=== Phrase grounding data ===
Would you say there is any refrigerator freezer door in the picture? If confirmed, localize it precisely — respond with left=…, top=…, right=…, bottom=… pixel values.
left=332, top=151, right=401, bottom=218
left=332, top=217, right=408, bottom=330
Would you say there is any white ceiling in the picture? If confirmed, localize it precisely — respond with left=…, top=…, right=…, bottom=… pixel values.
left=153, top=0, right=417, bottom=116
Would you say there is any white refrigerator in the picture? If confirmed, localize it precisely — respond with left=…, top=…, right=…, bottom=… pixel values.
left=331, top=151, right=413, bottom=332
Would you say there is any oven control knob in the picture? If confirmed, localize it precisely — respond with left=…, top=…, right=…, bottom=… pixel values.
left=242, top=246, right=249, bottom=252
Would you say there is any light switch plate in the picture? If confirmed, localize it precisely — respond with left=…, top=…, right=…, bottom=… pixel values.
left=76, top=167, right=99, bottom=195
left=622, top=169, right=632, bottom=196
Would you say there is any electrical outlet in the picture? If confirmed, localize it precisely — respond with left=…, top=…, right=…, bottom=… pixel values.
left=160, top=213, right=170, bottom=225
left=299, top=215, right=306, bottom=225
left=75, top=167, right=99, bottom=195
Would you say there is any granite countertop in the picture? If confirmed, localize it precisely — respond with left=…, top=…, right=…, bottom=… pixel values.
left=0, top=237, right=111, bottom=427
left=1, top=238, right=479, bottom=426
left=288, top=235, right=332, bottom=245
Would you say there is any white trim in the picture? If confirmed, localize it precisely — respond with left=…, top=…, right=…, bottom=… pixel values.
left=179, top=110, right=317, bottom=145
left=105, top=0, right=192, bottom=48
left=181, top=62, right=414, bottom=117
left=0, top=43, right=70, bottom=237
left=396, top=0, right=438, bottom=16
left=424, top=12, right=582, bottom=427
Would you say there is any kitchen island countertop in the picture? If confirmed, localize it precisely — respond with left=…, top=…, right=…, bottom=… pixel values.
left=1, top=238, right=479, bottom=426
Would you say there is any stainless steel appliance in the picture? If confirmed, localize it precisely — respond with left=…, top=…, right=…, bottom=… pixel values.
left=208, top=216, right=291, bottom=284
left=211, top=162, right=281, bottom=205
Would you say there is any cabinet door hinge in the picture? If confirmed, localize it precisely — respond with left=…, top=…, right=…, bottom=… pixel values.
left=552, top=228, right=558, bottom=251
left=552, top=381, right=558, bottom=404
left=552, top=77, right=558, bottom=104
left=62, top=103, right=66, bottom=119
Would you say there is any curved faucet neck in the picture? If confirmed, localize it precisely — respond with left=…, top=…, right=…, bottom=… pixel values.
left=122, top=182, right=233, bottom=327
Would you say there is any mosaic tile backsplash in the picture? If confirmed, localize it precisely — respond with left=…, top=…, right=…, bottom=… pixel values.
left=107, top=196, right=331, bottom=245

=== Aim of the exercise ===
Find the line that contains "Would you say there is any curved". Write out that line and every line after it through the end of the data, exactly, and nothing else.

=== Answer to this exercise ===
Would you say there is any curved faucet neck in the picture? If confirmed, localize it precisely — respond with left=…, top=…, right=…, bottom=… pixel values.
left=122, top=182, right=233, bottom=327
Would you say there is any mosaic tile backsplash in the picture? If confirmed, localize it precisely — respond with left=…, top=…, right=…, bottom=… pixel values.
left=107, top=196, right=331, bottom=245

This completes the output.